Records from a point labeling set
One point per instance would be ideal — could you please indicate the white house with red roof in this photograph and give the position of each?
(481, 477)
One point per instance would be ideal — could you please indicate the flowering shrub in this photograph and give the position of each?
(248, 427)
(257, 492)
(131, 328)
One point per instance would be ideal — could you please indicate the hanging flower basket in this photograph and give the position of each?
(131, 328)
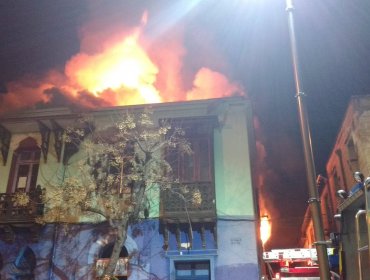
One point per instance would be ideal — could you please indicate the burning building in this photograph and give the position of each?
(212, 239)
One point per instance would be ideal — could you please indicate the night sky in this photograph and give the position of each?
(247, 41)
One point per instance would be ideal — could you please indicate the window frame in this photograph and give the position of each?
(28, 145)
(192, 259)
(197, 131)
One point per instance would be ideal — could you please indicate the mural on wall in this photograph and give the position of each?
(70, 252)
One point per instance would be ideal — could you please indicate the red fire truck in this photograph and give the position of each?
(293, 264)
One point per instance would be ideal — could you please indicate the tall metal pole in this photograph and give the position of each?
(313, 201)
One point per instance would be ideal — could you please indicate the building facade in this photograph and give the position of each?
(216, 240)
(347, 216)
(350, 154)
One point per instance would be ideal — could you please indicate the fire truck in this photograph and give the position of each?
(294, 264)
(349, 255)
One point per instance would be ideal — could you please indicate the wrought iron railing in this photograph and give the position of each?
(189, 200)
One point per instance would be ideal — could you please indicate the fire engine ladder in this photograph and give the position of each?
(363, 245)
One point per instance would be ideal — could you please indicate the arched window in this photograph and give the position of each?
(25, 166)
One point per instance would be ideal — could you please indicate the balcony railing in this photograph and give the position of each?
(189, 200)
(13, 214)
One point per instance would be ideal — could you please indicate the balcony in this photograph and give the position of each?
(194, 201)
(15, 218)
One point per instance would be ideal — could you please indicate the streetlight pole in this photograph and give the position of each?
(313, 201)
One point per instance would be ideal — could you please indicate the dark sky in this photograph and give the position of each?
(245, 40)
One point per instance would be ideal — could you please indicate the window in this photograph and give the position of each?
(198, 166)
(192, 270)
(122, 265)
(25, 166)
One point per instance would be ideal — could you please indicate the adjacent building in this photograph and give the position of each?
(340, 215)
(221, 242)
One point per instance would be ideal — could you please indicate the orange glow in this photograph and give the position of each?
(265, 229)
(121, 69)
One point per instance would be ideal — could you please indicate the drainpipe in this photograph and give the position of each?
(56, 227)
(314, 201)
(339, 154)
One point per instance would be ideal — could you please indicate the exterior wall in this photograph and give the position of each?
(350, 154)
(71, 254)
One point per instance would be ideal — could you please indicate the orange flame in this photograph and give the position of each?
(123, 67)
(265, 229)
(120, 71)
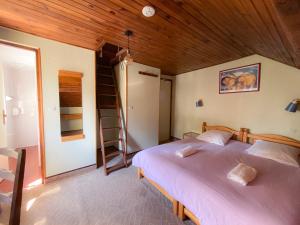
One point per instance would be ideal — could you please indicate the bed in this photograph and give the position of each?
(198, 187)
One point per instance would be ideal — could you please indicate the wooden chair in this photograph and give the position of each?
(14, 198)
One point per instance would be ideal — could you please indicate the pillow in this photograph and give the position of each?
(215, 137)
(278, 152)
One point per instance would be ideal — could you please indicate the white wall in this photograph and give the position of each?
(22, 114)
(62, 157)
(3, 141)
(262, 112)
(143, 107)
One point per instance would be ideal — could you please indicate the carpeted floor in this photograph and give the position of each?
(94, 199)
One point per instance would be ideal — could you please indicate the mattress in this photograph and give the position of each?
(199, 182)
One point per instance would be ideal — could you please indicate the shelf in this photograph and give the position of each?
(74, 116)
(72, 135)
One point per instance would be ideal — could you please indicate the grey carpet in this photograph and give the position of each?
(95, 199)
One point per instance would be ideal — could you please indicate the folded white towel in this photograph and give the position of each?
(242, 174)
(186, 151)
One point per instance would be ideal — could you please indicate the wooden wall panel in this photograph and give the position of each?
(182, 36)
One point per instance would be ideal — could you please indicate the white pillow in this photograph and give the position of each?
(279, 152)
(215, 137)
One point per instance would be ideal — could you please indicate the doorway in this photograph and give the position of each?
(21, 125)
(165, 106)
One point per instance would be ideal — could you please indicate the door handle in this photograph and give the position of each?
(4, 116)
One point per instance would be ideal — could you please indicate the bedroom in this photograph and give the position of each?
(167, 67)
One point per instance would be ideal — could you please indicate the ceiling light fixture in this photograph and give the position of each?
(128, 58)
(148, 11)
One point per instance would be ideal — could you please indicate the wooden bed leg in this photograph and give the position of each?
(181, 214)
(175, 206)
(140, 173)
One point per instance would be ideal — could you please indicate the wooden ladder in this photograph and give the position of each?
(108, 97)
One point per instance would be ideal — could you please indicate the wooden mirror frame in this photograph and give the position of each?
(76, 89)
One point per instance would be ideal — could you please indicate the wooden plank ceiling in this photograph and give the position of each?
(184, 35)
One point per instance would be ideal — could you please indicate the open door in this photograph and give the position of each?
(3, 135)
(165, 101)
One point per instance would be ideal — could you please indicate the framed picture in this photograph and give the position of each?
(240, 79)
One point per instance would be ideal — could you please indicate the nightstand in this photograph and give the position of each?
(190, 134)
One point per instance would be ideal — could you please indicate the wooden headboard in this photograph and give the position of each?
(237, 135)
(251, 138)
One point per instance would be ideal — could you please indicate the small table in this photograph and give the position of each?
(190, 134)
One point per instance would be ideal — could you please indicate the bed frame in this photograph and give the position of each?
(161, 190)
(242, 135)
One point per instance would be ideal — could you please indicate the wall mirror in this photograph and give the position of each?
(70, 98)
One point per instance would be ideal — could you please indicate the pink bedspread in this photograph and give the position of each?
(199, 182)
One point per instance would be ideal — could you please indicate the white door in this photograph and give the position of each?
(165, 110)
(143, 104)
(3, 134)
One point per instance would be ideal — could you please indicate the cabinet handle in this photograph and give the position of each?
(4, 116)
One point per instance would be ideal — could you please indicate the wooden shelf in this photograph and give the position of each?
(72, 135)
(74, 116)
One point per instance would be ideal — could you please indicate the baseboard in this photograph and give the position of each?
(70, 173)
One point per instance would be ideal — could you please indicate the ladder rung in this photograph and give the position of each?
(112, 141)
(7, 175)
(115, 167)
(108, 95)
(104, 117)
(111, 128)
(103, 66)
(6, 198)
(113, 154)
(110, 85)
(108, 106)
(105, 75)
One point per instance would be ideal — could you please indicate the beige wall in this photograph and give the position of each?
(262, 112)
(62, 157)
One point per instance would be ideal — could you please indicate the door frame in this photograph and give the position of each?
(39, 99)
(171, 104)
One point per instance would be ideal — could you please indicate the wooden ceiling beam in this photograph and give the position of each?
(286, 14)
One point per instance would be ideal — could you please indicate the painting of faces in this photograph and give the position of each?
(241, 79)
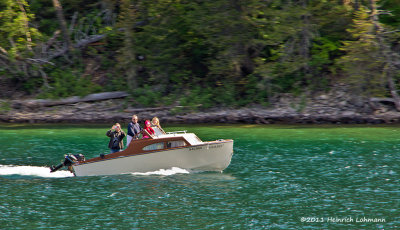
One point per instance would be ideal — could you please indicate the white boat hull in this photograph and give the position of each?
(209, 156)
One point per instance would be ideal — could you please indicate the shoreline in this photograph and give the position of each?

▶ [Goal]: Quote the records in their entirety, keeping the wording exact and excluding pictures.

▶ [Reply]:
One point per instance would be ideal — could you please indicate the white house with red roof in this photograph and give the position of each?
(481, 477)
One point per instance would be ideal — could you please indicate the flowering shrub in this photograph and give the position of each?
(248, 427)
(257, 492)
(131, 328)
One point per instance would be ideal — could you please indicate the hanging flower basket in this photograph and give the position of each?
(131, 328)
One point per instance would be ideal — could you please indicate the burning building in this photograph and give the position of each?
(212, 239)
One point per instance would be ideal — could you please indicate the night sky in this photograph and give the position of each?
(247, 41)
One point per instance would be ideal — could you please indicate the window frame in this photograph and give the position of each?
(28, 145)
(192, 259)
(197, 131)
One point per instance would be ideal — could you please indicate the mural on wall in this photograph and give the position of each?
(70, 252)
One point per instance would be ideal — could you please indicate the red fire truck in this photograph and give the position of each?
(293, 264)
One point per instance would be ideal — could you please indicate the tall metal pole in this photograph and give the position of each?
(313, 201)
One point per instance would be ideal — could you please indicate the building facade in this photograph and give the position of each?
(216, 240)
(347, 216)
(350, 154)
One point per instance would be ideal — could you please indicate the fire truck in this photograph and give the position of each?
(294, 264)
(349, 255)
One point per instance would be ideal — could you please indicate the wrought iron railing in this photograph and give the position of each?
(189, 200)
One point per instance would be ideal — could you please indicate the fire engine ladder in this photograph and give the position of each?
(363, 245)
One point per instance would be ideal — could you please indicate the arched window in this photograph and give the position of each?
(25, 166)
One point per instance would be ideal — could you please indicate the balcony railing in this photograph and give the position of each?
(189, 200)
(13, 214)
One point per instance would be ideal — could you please indicate the balcony in this photograph and give the position of each?
(194, 201)
(15, 218)
One point per instance would be ideal — could you please indicate the streetlight pole in this photograph and give the position of each?
(313, 201)
One point per instance would be ideal — could you please indicate the dark sky in this photograph and give the position of each?
(245, 40)
One point per instance would be ideal — could you please indicate the window in this photograph and give the position of each?
(198, 166)
(192, 270)
(122, 265)
(25, 166)
One point per instance would be ideal — could you please indicate the adjacent building in this photograph and give the position of each?
(340, 215)
(221, 242)
One point per instance would be ideal — could you please indicate the orange glow in this photograph and give the position of each?
(265, 229)
(121, 69)
One point per instance would be ideal — could you please indicate the drainpipe in this photograph and give the position of each?
(56, 227)
(314, 201)
(339, 154)
One point per instance would be ideal — could you please indicate the exterior wall in this photograph and give the position of each?
(350, 154)
(71, 254)
One point per instance would be ideal — could you please indicate the orange flame in this photograph and give the position of each?
(123, 67)
(265, 229)
(120, 71)
One point per instance would be ideal — could you please indicate the bed in this photograph and give the position of each?
(198, 187)
One point per instance would be ideal — could you please indicate the wooden chair in this photograph and give the position of each?
(14, 198)
One point per instance would be ideal — could you please indicate the pillow in this photograph and give the position of each?
(215, 137)
(278, 152)
One point per instance would be ideal — could you please indicate the white wall in this photograph and give the position of each?
(22, 114)
(62, 157)
(3, 141)
(262, 112)
(143, 107)
One point per instance would be ideal — could you please indicate the carpeted floor in this photograph and give the position of each?
(94, 199)
One point per instance would be ideal — could you please indicate the mattress in this photograph and give the position of each?
(199, 182)
One point per instance would be ideal — could you please indicate the shelf in this photograph and give the position of each?
(74, 116)
(72, 135)
One point per instance would be ideal — could you please indicate the grey carpet in this photograph and give the position of each?
(95, 199)
One point per instance would be ideal — could you please indicate the folded white towel in this photograph and give the position of each?
(242, 174)
(186, 151)
One point per instance would be ideal — could you please indicate the wooden wall panel in this photograph and give the position of each?
(182, 36)
One point per instance would be ideal — could you please indicate the white pillow in this photograph and give the position of each?
(279, 152)
(215, 137)
One point per instance would be ideal — could you please indicate the doorway in this photograph and give the position of each?
(21, 125)
(165, 106)
One point per instance would be ideal — could you please indicate the door handle in this photograph and give the position of each?
(4, 116)
One point per instance would be ideal — could you please indicate the bedroom in this photograph and give the position of each?
(167, 67)
One point per instance would be ideal — could you please indicate the ceiling light fixture in this photograph and give the position of each?
(128, 58)
(148, 11)
One point per instance would be ideal — could you please indicate the wooden bed leg in this photograph and give the position of each?
(181, 214)
(175, 206)
(140, 173)
One point per instance would be ideal — could you please indicate the wooden ladder in this photograph and give the position of each?
(108, 97)
One point per instance would be ideal — could you please indicate the wooden mirror frame in this photograph and give the position of each?
(76, 89)
One point per instance would be ideal — could you please indicate the wooden plank ceiling in this photograph and give the position of each?
(184, 35)
One point per instance would be ideal — could you please indicate the open door in this photograph and give the position of each?
(3, 135)
(165, 101)
One point per instance would be ideal — could you please indicate the framed picture in this photograph and give the position of each?
(240, 79)
One point per instance would be ideal — could you please indicate the nightstand in this photograph and give the position of each?
(190, 134)
One point per instance would be ideal — could you please indicate the wooden headboard in this photograph and give the position of each?
(237, 135)
(251, 138)
One point per instance would be ideal — could you please indicate the small table in this photograph and give the position of each?
(190, 134)
One point per instance would be ideal — could you please indicate the bed frame in this photograph and give the position of each?
(161, 190)
(242, 135)
One point per instance would be ideal — could you please indicate the wall mirror in this photograph and give the position of each?
(70, 98)
One point per instance would be ideal — could you please indicate the pink bedspread in this photograph and give the position of each?
(199, 182)
One point per instance would be ideal — could you please indicate the white door in this photograph and give the position of each?
(165, 110)
(143, 104)
(3, 134)
One point per instance would be ideal — could you please indicate the cabinet handle in this photograph and give the position of each?
(4, 116)
One point per instance would be ideal — could you please indicate the wooden shelf in this photograph and give the position of each?
(72, 135)
(74, 116)
One point per instance would be ideal — could you please indicate the baseboard in this photograph and give the position of each?
(70, 173)
One point per instance would be ideal — could you please indicate the ladder rung in this photograph and give the position of each?
(112, 141)
(7, 175)
(115, 167)
(108, 95)
(104, 117)
(111, 128)
(103, 66)
(6, 198)
(113, 154)
(110, 85)
(108, 106)
(105, 75)
One point per instance would be ideal — could you please indicate the beige wall in this photograph and give the position of each?
(262, 112)
(62, 157)
One point per instance would be ideal — could you please indicate the door frame in this photograph and give the position of each?
(39, 99)
(171, 104)
One point per instance would be ideal — could you please indicate the wooden ceiling beam in this photograph and give the position of each?
(286, 14)
One point per instance would be ideal — could you please indicate the painting of faces in this photograph and give the position of each?
(241, 79)
One point per instance would be ideal — could you please indicate the white boat hull in this photograph and give the position of each?
(209, 156)
One point per instance would be ideal — could you please indicate the shoreline in this photograph and give the position of each?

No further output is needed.